» **RECORDS SHOWN**
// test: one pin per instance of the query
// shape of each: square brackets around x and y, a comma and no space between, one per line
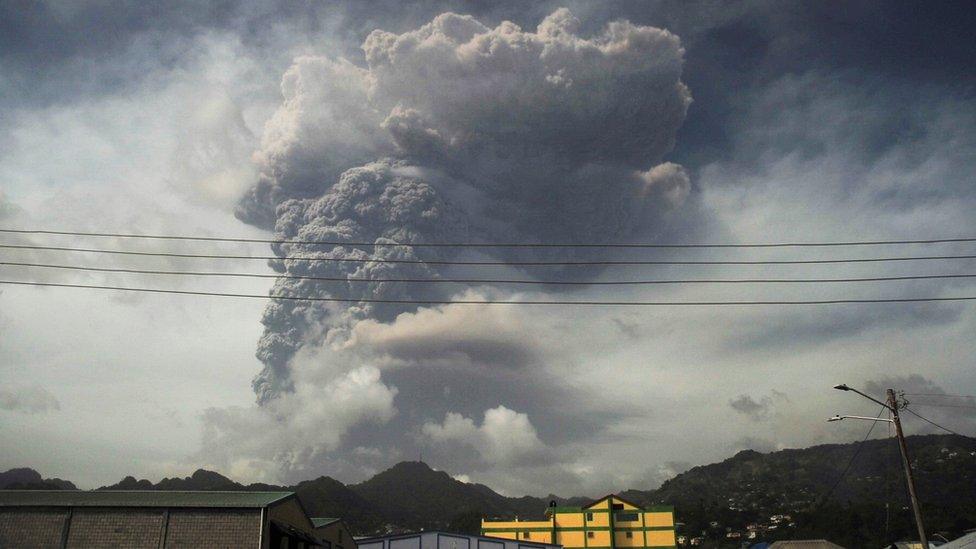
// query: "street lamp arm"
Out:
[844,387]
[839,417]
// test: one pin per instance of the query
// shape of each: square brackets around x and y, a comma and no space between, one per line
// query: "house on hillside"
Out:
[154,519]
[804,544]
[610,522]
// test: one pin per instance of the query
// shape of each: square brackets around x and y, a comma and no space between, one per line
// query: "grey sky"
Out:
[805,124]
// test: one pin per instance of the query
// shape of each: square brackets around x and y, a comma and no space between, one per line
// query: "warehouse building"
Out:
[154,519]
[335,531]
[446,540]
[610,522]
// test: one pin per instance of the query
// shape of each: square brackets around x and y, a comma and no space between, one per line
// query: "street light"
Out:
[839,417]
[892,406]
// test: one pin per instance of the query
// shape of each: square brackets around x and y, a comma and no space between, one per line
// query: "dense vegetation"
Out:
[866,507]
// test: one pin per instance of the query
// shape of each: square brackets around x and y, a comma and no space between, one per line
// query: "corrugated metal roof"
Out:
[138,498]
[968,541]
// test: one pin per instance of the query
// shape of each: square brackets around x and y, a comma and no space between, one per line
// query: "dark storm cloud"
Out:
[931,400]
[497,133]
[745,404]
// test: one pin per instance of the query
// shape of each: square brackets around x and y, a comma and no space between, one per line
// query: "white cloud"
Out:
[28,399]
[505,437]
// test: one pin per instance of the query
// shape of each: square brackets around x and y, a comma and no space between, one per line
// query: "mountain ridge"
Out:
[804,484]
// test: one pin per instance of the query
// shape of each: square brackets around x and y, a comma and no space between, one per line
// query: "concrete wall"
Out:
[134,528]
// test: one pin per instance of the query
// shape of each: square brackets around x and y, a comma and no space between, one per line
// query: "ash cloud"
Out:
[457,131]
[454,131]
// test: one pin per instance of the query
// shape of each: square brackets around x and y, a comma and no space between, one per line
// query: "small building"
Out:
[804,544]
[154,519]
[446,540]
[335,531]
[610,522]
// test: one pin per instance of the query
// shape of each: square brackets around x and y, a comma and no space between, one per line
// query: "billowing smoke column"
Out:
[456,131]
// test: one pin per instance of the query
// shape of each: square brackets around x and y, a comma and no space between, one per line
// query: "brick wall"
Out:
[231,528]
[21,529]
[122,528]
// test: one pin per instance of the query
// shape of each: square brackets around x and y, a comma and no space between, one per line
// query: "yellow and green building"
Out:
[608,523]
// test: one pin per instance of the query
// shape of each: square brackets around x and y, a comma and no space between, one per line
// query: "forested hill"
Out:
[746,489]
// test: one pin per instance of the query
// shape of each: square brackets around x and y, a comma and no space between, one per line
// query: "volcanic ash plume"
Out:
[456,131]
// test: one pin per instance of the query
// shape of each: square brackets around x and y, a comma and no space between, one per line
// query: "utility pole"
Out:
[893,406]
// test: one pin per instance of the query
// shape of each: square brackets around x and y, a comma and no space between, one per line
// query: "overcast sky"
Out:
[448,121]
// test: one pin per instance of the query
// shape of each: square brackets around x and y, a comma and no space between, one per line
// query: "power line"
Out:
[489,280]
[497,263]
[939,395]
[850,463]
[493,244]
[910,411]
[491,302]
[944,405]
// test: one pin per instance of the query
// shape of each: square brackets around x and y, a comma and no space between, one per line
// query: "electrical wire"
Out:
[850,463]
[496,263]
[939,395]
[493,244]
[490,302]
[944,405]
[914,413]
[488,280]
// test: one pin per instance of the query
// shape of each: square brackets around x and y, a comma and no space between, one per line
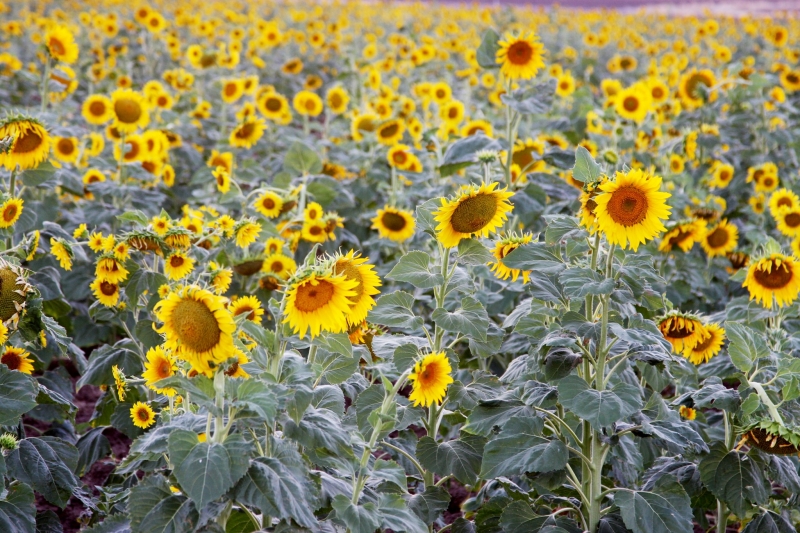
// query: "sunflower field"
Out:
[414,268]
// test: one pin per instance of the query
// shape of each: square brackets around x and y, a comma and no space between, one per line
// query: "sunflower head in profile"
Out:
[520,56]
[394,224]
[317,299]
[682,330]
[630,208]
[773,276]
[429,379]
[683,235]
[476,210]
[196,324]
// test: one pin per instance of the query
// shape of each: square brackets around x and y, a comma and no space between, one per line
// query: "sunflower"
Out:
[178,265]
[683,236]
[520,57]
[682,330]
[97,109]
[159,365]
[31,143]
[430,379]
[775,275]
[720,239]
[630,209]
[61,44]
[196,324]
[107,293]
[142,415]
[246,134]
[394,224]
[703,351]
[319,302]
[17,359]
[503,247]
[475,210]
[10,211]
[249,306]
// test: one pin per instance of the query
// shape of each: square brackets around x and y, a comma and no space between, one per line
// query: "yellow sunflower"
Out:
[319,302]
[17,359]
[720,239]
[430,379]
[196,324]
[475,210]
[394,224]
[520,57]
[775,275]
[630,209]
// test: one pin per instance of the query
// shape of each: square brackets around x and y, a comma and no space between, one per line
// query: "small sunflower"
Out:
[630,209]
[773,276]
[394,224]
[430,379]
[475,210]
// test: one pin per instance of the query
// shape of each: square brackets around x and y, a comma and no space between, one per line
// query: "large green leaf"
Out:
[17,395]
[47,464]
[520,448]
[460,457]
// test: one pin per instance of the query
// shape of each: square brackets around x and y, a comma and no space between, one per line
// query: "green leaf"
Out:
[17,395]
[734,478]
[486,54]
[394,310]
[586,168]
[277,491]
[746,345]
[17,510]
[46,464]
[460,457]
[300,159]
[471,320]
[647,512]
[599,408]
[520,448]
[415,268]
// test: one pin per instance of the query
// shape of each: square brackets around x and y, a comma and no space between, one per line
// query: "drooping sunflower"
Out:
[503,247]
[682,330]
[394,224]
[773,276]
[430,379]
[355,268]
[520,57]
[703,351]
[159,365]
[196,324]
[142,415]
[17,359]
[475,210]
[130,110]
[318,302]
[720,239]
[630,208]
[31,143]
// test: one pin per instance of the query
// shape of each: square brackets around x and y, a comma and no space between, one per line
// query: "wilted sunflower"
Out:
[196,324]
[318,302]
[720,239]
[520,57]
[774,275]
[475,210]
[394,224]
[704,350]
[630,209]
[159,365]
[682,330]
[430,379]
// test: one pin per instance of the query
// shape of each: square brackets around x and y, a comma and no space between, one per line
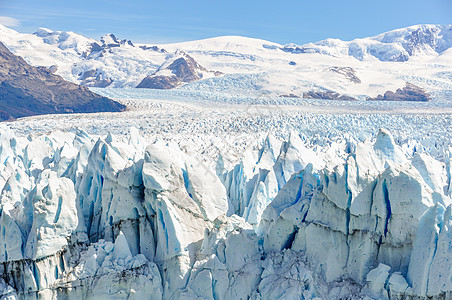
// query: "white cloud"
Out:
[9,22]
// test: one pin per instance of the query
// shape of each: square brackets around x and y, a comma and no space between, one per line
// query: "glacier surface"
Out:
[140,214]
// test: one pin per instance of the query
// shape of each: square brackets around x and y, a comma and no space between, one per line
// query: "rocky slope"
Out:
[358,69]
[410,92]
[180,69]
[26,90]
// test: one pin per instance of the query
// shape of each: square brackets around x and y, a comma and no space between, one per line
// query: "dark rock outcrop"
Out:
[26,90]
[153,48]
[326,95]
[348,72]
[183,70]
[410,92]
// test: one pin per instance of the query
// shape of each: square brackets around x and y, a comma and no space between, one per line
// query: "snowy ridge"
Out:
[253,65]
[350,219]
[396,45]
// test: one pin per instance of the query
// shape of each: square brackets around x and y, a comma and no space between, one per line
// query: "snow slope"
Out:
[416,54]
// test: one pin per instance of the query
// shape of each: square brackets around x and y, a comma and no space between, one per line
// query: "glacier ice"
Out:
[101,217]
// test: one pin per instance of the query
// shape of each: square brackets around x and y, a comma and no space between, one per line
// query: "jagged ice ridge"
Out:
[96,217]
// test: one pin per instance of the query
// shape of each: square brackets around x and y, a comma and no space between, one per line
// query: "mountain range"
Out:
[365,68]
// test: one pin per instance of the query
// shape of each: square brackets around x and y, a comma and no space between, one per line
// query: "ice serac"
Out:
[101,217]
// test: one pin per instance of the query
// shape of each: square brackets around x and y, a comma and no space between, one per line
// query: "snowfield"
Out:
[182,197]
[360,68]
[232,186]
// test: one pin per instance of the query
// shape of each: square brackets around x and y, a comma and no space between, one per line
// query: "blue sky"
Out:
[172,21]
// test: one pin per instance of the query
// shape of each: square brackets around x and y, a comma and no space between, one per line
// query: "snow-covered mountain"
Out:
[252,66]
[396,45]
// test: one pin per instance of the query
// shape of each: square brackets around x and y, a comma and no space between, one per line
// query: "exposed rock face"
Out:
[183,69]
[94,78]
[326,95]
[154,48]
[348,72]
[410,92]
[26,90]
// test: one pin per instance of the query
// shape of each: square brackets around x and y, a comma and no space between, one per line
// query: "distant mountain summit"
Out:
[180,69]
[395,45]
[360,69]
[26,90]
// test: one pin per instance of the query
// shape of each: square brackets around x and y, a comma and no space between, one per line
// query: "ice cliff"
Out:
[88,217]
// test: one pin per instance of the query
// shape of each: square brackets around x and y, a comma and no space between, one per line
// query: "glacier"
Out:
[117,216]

---

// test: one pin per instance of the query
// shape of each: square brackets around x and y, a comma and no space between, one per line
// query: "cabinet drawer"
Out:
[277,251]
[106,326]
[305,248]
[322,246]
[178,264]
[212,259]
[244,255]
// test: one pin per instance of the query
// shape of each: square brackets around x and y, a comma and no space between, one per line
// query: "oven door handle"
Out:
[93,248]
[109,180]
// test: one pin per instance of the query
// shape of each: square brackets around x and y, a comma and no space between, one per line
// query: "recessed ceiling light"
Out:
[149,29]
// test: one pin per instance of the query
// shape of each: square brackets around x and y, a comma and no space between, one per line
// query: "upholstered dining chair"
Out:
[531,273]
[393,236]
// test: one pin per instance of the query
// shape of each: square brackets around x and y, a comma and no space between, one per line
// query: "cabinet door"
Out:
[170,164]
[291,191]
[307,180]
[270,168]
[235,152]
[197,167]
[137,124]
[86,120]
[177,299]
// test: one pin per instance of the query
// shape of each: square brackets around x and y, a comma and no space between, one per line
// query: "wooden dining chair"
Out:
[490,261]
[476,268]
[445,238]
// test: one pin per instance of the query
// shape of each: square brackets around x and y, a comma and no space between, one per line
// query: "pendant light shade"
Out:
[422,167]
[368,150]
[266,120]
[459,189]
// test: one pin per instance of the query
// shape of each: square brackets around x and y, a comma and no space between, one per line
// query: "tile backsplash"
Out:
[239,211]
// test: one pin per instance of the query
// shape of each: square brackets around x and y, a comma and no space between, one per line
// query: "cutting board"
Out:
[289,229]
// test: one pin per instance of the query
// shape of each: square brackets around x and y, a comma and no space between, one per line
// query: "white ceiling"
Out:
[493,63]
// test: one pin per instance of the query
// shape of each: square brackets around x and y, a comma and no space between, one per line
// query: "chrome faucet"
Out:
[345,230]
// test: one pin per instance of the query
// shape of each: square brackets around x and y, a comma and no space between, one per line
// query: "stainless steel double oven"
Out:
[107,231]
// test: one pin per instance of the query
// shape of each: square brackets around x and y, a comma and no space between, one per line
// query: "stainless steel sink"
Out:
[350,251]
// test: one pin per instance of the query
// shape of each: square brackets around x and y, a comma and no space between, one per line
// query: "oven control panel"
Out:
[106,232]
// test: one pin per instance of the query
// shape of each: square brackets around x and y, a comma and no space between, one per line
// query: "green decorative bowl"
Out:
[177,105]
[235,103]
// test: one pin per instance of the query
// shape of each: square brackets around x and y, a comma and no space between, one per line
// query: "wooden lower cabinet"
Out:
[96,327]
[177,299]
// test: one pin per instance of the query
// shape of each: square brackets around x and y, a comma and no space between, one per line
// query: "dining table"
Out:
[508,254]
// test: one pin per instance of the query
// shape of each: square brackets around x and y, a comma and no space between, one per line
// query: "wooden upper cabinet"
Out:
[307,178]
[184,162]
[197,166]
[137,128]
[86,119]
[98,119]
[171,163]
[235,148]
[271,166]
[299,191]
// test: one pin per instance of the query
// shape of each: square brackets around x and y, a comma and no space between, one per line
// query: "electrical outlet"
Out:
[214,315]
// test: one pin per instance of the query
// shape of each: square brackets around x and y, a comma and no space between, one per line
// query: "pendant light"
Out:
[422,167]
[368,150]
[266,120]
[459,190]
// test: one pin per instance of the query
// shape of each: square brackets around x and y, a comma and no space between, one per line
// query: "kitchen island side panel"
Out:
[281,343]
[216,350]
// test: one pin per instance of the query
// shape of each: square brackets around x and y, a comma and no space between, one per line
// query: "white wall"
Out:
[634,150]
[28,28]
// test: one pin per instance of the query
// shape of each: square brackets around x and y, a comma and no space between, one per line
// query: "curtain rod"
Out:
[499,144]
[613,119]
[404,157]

» **PROBLEM TO WORK ON**
Gather every line of the material above that contains the word "mountain", and copy each one unchanged.

» **SOLUTION TO THE EXERCISE**
// query: "mountain ridge"
// query: "mountain range"
// query: "snow-covered mountain"
// query: "distant mountain summit"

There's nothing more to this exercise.